Dataset rows:
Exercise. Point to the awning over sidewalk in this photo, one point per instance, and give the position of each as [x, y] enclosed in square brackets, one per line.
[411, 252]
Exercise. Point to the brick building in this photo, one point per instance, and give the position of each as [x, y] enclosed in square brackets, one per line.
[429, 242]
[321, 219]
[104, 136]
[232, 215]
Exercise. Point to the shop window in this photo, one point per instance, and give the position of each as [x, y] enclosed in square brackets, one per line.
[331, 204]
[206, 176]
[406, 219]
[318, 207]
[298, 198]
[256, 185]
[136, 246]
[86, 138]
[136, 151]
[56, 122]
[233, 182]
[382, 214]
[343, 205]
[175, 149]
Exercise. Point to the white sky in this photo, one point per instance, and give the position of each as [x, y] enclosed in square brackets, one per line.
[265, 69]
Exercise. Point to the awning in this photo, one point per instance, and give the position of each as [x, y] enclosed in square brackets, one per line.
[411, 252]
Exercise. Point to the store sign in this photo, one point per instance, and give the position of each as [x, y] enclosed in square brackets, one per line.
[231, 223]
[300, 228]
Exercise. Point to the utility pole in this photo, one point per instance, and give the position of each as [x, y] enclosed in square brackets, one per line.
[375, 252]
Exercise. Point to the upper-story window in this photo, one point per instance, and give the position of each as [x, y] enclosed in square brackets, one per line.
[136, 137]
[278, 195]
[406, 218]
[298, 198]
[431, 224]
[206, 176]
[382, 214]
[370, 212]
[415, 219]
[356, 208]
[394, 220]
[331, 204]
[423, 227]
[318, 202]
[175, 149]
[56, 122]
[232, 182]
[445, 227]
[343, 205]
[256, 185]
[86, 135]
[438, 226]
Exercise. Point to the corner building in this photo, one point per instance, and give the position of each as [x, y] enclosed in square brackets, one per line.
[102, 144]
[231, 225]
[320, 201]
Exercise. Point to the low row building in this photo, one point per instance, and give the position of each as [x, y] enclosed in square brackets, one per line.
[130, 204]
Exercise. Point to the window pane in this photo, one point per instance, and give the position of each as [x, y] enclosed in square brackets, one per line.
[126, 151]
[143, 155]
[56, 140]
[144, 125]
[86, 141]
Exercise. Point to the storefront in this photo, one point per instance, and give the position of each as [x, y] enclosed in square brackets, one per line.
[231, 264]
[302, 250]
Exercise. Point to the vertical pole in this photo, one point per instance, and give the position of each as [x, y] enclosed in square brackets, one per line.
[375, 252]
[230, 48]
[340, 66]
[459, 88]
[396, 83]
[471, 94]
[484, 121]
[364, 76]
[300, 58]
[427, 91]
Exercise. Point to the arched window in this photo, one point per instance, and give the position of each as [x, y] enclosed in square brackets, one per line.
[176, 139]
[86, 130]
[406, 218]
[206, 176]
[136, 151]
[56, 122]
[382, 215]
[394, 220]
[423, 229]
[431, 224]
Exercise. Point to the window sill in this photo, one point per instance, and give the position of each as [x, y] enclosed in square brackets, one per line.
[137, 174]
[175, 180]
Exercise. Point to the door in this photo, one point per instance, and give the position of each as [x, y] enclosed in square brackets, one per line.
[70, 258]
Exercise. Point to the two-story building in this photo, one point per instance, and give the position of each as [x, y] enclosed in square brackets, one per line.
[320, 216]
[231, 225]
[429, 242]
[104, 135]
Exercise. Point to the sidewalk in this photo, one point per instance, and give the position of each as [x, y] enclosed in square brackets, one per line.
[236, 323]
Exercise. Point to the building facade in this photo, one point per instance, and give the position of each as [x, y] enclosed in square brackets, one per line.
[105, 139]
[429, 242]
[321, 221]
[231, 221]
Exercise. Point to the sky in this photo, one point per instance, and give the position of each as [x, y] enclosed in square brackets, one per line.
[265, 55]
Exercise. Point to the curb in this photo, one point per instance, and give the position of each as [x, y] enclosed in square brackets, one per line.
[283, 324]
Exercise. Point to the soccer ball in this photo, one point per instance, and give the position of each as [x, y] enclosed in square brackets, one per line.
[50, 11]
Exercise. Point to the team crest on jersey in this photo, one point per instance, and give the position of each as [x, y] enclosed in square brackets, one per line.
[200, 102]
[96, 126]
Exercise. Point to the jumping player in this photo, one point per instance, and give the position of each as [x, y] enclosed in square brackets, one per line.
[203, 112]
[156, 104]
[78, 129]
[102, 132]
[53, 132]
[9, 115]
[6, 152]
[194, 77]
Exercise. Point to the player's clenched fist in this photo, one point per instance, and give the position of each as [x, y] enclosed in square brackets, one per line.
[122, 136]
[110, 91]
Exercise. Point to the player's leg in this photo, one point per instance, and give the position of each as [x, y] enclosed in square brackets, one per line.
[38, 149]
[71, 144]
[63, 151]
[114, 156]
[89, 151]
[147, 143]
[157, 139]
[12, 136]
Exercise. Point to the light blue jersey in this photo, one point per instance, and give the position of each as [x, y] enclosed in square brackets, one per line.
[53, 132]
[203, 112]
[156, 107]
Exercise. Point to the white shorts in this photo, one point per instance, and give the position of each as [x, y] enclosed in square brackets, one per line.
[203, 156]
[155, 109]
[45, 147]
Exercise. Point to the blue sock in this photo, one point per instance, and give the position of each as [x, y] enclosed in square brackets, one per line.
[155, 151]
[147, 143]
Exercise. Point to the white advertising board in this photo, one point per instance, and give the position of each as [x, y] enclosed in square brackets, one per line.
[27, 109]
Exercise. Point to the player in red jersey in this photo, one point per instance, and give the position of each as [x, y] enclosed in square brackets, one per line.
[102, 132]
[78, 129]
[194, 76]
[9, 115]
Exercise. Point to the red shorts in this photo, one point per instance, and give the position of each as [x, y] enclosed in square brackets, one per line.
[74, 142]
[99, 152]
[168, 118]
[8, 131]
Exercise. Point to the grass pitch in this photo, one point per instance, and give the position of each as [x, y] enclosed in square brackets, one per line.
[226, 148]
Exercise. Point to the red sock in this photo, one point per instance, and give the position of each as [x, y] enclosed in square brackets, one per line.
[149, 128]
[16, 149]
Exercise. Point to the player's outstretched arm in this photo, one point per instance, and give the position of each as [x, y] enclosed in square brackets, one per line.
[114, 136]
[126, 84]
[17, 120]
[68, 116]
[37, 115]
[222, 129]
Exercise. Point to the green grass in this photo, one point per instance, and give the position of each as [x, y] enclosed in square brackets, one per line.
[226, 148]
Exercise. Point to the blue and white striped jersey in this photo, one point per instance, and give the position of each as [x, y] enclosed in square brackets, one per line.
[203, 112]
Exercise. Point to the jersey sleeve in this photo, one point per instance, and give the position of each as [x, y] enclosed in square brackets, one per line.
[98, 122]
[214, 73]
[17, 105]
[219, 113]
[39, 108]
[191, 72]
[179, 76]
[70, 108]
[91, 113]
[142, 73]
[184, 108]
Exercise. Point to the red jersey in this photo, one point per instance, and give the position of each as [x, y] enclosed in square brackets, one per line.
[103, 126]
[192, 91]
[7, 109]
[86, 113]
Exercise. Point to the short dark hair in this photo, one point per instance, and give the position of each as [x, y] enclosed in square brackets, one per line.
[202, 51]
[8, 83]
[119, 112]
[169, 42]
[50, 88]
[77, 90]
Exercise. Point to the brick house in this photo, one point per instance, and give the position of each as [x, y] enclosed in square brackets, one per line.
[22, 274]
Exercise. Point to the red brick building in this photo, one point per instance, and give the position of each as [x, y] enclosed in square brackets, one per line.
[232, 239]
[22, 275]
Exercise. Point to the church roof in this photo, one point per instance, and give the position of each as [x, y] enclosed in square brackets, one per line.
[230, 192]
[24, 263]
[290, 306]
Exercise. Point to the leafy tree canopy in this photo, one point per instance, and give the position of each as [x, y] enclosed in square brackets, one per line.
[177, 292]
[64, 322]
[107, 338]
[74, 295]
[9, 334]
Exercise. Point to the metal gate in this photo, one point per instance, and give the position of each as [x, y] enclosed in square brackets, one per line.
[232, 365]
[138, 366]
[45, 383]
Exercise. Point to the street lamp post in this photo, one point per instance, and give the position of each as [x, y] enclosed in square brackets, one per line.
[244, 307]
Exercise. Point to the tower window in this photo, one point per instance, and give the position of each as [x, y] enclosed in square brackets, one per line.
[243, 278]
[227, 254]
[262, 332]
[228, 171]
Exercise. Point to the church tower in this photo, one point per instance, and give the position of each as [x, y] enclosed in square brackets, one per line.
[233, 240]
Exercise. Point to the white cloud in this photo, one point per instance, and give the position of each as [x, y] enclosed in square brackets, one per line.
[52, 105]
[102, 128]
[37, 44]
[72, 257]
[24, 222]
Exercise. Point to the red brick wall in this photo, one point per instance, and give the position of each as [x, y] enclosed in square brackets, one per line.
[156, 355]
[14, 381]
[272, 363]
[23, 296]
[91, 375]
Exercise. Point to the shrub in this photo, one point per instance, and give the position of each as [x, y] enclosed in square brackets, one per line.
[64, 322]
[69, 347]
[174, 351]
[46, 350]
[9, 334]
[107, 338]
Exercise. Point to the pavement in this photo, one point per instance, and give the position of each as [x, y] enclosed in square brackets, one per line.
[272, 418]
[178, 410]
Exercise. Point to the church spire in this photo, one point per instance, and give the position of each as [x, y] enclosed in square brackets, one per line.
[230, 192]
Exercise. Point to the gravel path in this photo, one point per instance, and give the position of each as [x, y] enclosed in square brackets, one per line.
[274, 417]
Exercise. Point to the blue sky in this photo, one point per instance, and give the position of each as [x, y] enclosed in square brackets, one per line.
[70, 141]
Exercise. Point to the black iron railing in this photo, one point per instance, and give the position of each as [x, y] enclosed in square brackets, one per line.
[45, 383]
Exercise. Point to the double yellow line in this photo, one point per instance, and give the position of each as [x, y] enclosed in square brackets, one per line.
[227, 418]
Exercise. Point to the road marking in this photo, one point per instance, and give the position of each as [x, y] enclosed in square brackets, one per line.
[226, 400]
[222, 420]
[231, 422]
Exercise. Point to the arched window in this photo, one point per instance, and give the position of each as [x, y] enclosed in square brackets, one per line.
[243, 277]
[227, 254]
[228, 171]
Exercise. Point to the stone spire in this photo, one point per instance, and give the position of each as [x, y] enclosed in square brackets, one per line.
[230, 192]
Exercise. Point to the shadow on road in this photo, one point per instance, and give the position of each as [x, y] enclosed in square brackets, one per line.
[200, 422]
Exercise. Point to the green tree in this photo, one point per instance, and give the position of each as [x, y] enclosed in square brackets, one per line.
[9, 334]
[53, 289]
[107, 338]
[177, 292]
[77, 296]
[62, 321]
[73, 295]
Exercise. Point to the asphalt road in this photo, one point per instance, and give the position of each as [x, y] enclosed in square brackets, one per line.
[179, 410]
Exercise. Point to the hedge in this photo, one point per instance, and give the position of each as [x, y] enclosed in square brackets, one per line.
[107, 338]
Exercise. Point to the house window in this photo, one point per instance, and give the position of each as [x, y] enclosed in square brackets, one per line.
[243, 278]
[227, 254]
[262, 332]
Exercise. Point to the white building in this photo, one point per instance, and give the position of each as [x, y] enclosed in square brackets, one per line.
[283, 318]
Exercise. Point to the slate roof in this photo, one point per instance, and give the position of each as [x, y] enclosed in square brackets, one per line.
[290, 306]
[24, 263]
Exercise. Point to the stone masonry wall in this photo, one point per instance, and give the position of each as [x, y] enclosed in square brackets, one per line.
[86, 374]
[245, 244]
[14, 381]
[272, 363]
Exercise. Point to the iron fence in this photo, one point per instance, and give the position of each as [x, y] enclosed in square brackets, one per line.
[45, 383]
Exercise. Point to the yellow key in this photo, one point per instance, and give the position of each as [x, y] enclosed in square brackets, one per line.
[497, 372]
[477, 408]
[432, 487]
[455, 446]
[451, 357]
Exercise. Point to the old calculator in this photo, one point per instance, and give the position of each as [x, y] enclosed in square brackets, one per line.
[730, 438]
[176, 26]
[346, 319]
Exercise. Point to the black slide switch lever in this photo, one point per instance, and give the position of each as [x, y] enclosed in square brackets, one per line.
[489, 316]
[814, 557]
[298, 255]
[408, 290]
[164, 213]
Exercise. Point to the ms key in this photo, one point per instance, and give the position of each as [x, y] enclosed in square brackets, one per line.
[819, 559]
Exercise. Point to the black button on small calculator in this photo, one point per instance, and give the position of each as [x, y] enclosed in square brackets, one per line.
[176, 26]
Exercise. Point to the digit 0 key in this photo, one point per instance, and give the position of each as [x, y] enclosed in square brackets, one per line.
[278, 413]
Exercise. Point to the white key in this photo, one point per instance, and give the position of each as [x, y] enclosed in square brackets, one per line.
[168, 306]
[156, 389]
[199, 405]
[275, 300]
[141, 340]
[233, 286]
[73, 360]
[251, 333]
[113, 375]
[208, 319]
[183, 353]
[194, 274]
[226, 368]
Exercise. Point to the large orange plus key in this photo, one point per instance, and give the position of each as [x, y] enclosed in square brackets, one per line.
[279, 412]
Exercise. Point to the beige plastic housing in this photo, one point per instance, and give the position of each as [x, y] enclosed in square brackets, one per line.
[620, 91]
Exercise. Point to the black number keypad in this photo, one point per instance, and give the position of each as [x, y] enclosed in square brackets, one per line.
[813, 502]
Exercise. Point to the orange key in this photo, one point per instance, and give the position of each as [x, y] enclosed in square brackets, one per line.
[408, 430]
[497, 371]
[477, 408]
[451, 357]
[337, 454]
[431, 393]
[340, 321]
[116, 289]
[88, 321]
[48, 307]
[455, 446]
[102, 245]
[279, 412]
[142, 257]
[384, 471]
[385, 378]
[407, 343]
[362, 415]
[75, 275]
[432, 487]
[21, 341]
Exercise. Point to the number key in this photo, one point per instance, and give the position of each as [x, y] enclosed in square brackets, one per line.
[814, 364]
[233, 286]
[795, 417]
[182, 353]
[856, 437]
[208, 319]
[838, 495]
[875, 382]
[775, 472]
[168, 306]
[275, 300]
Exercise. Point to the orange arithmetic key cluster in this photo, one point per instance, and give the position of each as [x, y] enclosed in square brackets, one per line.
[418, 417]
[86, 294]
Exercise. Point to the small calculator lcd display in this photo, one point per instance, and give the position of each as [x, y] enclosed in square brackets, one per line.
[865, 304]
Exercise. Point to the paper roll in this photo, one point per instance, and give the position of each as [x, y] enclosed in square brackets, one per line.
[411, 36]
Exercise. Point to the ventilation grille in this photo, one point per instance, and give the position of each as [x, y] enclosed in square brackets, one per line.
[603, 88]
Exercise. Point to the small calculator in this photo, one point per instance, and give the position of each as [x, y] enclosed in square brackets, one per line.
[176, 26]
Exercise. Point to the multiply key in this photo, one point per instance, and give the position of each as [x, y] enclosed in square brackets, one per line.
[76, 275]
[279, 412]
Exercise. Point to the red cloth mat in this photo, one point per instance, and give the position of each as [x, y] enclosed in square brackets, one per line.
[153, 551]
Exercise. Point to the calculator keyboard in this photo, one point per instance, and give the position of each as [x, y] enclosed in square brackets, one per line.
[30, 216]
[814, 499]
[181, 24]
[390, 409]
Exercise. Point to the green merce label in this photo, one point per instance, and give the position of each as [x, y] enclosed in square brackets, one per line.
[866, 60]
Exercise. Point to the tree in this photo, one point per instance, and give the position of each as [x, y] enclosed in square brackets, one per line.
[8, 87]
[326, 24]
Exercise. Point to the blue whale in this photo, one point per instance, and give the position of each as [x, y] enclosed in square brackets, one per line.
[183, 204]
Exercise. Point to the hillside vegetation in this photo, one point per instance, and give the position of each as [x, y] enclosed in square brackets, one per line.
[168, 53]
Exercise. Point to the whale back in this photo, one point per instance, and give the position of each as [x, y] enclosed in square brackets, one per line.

AIM: Starting at the line containing "Exercise. Point to the blue whale" and ending at the last line of the records, reproduce those lines with the requests kept unchanged. Scale every point coordinate in the answers by 1.85 and round each result to a whole number, with halves rounding up.

THE OUTPUT:
Exercise. Point to the blue whale in this photo, one point per instance, and give the position of each as [x, y] enclosed in square brackets, one per line.
[339, 377]
Exercise. Point to the hillside vegetation in this photo, one point per instance, and give the position of each as [x, y] enclosed in square brackets, one per line.
[311, 98]
Exercise. Point to the whale back in this photo, one point per instance, and give the position of each as [x, y] enclosed in square brackets, one per line.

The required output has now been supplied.